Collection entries
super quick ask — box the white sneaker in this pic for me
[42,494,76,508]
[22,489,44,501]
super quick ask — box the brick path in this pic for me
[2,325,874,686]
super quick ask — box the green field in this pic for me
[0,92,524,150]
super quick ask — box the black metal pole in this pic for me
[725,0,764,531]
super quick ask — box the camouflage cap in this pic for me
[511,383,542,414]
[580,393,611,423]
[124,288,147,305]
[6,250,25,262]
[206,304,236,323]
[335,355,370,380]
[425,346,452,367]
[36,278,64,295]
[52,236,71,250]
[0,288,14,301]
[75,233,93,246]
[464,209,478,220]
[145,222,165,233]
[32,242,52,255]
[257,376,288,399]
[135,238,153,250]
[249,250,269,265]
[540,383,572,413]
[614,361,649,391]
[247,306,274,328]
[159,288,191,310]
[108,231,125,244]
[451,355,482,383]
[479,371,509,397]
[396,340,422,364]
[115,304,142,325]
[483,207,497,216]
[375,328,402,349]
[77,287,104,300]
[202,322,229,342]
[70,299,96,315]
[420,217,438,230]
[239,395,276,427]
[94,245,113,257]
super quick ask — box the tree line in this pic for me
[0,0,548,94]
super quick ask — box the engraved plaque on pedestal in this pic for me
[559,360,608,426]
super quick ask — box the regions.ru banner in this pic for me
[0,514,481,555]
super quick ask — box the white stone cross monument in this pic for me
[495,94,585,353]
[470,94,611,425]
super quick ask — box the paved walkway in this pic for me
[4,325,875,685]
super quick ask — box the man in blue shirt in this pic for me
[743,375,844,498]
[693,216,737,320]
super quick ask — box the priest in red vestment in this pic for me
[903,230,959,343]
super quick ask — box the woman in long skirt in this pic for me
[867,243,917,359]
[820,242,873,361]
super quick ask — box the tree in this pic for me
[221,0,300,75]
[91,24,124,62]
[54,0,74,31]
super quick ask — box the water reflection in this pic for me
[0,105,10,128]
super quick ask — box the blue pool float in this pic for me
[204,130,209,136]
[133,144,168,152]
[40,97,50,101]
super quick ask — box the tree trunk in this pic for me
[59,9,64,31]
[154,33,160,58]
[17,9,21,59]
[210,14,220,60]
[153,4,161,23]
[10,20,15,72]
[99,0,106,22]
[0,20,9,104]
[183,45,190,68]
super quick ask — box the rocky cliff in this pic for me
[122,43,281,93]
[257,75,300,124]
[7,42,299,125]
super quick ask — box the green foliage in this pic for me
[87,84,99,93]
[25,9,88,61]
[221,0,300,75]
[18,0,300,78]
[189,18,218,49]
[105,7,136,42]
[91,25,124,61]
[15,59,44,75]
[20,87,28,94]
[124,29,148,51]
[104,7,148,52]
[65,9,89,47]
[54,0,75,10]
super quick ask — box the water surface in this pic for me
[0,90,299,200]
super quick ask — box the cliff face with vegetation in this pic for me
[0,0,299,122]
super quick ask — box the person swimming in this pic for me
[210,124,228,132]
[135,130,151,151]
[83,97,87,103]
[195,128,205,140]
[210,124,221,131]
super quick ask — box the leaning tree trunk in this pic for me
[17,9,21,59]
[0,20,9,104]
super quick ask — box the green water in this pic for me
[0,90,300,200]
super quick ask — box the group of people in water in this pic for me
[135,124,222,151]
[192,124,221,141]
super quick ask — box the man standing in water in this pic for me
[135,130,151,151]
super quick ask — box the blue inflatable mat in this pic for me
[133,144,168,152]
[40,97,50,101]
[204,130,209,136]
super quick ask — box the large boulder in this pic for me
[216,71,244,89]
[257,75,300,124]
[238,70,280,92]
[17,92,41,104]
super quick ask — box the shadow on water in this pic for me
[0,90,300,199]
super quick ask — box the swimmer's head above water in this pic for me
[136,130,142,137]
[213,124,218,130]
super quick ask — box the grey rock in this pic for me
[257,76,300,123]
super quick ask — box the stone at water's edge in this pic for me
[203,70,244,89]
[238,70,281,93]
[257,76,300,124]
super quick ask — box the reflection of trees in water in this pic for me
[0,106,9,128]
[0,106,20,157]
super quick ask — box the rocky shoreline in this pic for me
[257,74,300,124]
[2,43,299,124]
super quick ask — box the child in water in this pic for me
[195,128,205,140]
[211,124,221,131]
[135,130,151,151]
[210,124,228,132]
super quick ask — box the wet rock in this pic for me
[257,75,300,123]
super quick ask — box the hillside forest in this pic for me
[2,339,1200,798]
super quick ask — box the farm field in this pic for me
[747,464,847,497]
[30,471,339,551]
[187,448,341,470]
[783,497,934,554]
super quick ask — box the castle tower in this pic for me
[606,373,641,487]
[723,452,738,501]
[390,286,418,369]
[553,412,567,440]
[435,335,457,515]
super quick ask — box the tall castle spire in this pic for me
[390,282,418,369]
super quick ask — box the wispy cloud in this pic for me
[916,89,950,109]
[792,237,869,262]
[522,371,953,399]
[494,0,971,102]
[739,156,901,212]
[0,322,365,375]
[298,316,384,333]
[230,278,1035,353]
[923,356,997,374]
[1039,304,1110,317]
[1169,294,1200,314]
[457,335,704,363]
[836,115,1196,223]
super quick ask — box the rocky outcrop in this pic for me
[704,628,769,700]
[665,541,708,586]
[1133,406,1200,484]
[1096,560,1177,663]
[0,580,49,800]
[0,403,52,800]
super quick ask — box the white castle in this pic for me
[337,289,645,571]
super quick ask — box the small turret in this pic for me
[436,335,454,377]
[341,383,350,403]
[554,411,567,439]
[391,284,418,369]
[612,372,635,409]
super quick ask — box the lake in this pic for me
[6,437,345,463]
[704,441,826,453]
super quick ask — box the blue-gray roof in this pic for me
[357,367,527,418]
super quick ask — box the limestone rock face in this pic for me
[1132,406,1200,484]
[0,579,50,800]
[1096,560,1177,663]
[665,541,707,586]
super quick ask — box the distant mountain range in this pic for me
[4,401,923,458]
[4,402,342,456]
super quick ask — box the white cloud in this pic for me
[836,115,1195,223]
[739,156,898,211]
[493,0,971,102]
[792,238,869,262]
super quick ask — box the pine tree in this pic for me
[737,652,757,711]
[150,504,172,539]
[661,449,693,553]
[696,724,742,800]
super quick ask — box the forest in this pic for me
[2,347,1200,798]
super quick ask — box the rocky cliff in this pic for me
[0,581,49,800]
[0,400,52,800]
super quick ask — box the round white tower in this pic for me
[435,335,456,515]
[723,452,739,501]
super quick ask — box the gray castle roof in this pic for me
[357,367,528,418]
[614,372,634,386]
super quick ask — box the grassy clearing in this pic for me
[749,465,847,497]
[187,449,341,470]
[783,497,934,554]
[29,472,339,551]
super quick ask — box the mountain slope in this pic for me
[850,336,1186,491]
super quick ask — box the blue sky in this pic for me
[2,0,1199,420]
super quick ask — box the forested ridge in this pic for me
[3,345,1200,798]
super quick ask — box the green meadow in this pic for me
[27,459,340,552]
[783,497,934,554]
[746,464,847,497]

Work to be completed:
From the first line to the last, write out the data exactly.

Output of the exercise:
super quick ask — box the white sneaker in this pic for me
[42,494,76,508]
[22,489,44,501]
super quick ask — box the brick path in this pic for me
[2,325,874,686]
super quick ask — box the green field in this pic for me
[0,92,524,150]
super quick ask — box the black metal pole in this pic for me
[725,0,764,531]
super quick ask — box the camouflage cap in this pic for me
[511,383,542,414]
[580,393,611,423]
[124,288,147,305]
[6,250,25,262]
[206,304,236,323]
[335,355,370,380]
[425,346,452,367]
[36,278,64,295]
[52,236,71,250]
[0,288,14,301]
[75,233,93,246]
[464,209,478,220]
[145,222,165,233]
[32,242,52,255]
[257,376,288,399]
[135,238,153,250]
[249,250,269,265]
[540,383,572,413]
[614,361,649,391]
[247,306,274,328]
[159,288,191,310]
[108,231,125,244]
[451,355,482,383]
[479,371,509,397]
[396,340,422,364]
[115,304,142,325]
[483,207,497,216]
[375,328,402,349]
[77,287,104,300]
[202,322,229,342]
[70,299,96,315]
[420,217,438,230]
[239,395,276,427]
[94,245,113,257]
super quick ask — box the tree line in this pic for me
[0,0,548,94]
super quick ask — box the engraved plaque on pedestal in this pic for me
[559,360,608,426]
super quick ask — box the regions.ru banner in this pic for me
[0,514,481,555]
super quick ask — box the white stone cross monument in this pic for me
[495,94,585,353]
[470,94,611,425]
super quick ask — box the paved walkway in this pic for me
[4,325,875,685]
super quick ask — box the man in blue shirt in this pic for me
[743,375,844,498]
[693,216,737,320]
super quick ask — box the priest in red vestment in this pic for me
[903,230,959,343]
super quick ask — box the woman in long skirt in this pic for me
[867,243,917,359]
[820,242,873,361]
super quick ask — box the tree in this pic for me
[221,0,300,75]
[91,24,124,62]
[54,0,74,31]
super quick ask — box the water reflection in this pic for me
[0,105,10,128]
super quick ask — box the blue pool float in this pic for me
[204,130,209,136]
[133,144,168,152]
[40,97,50,101]
super quick ask — box the tree trunk in this pic for me
[59,9,64,31]
[154,33,160,58]
[17,9,21,59]
[210,14,220,60]
[153,4,161,23]
[10,20,15,72]
[99,0,106,22]
[0,20,9,104]
[183,45,190,68]
super quick ask — box the rocky cliff in this pic for me
[122,43,281,93]
[257,75,300,124]
[7,42,299,125]
super quick ask — box the green foliage in this pic for me
[87,84,99,93]
[25,9,88,61]
[221,0,300,75]
[18,0,300,78]
[189,18,218,49]
[105,7,136,42]
[91,25,124,61]
[15,59,44,75]
[20,87,28,94]
[124,29,148,51]
[104,7,148,52]
[65,9,89,47]
[54,0,75,10]
super quick ask — box the water surface in this pic for me
[0,90,299,200]
super quick ask — box the cliff face with vegetation in this pic for me
[0,0,299,122]
super quick ask — box the person swimming in this pic for me
[210,124,228,132]
[135,130,151,151]
[83,97,87,103]
[195,128,205,140]
[210,124,221,131]
super quick ask — box the leaning tree trunk in this pic for me
[17,9,21,59]
[0,20,9,104]
super quick ask — box the green water in this pic for me
[0,90,300,200]
super quick ask — box the group of people in water in this pic for me
[135,124,222,151]
[192,124,221,141]
super quick ask — box the man standing in water in this pic for me
[135,130,151,151]
super quick ask — box the blue inflatable mat in this pic for me
[133,144,168,152]
[40,97,50,101]
[204,130,209,136]
super quick ask — box the large boulder in this pic for me
[216,71,244,89]
[257,75,300,124]
[238,70,280,92]
[17,92,41,104]
super quick ask — box the shadow on water in this pic for me
[0,90,300,199]
super quick ask — box the swimmer's head above water in this pic for me
[136,130,142,137]
[213,124,218,130]
super quick ask — box the grey rock in this pic for me
[257,76,300,123]
super quick ask — box the stone at water's edge in this pic for me
[203,70,244,89]
[238,70,281,93]
[257,76,300,124]
super quick ask — box the reflection of trees in water in this pic for me
[0,106,9,128]
[0,106,20,157]
super quick ask — box the rocky shoreline in this pic for me
[257,74,300,124]
[2,43,299,124]
super quick ask — box the child in water in this pic for me
[195,128,205,140]
[211,124,221,131]
[135,130,151,151]
[210,124,228,132]
super quick ask — box the wet rock in this pic for me
[257,75,300,123]
super quick ask — box the hillside forest in this pic for me
[2,339,1200,798]
super quick ask — box the farm field in this pic for me
[747,464,847,497]
[30,471,339,551]
[187,448,341,470]
[783,497,934,554]
super quick ask — box the castle tower in this pic for me
[606,373,641,487]
[723,452,738,501]
[390,286,418,369]
[553,412,567,440]
[435,335,457,515]
super quick ask — box the tall castle spire in this pic for me
[390,282,418,369]
super quick ask — box the wispy cloud in this pic for me
[916,89,950,109]
[792,237,869,262]
[522,371,953,399]
[494,0,971,102]
[739,156,901,212]
[0,322,365,375]
[298,316,384,333]
[230,278,1035,353]
[923,356,997,374]
[1039,304,1110,317]
[1169,294,1200,314]
[457,335,704,363]
[836,115,1196,223]
super quick ask — box the rocky outcrop in this pic for me
[704,628,769,700]
[665,541,708,586]
[1133,406,1200,484]
[1096,560,1177,663]
[0,580,49,800]
[0,403,52,800]
super quick ask — box the white castle in this pic for me
[337,289,645,571]
super quick ask — box the small turret in this pic for me
[436,335,454,377]
[341,383,350,403]
[554,411,567,439]
[391,284,418,369]
[612,372,635,409]
super quick ask — box the lake in this pic for me
[6,437,345,463]
[704,441,826,453]
super quick ask — box the blue-gray roof in this pic for me
[357,367,527,418]
super quick ask — box the limestone rock face in this pic for me
[1132,406,1200,484]
[0,579,50,800]
[1096,560,1177,663]
[665,541,707,586]
super quick ask — box the distant mountain range in this pic for me
[4,401,923,458]
[4,402,342,456]
super quick ask — box the white cloud in this pic for me
[836,115,1195,223]
[739,156,898,211]
[493,0,971,102]
[792,238,869,262]
super quick ask — box the pine tree in this pic for me
[737,652,757,711]
[150,504,172,539]
[661,449,693,553]
[696,724,742,800]
super quick ask — box the forest in this pic for me
[2,347,1200,798]
super quick ask — box the rocky cliff in this pic for me
[0,581,49,800]
[0,400,52,800]
super quick ask — box the round white tower in this pic for me
[435,335,456,515]
[723,452,739,501]
super quick ask — box the gray castle roof in this pic for me
[357,367,528,418]
[614,372,634,386]
super quick ask — box the grassy clearing in this pic for me
[749,465,847,497]
[187,449,341,470]
[783,497,934,554]
[29,472,339,551]
super quick ask — box the mountain slope in this pic for me
[850,336,1186,491]
super quick ask — box the blue sky in this pic for me
[2,0,1199,420]
super quick ask — box the forested ridge in this pic for me
[3,345,1200,798]
super quick ask — box the green meadow in this pic for me
[27,459,340,552]
[783,497,934,554]
[746,464,847,497]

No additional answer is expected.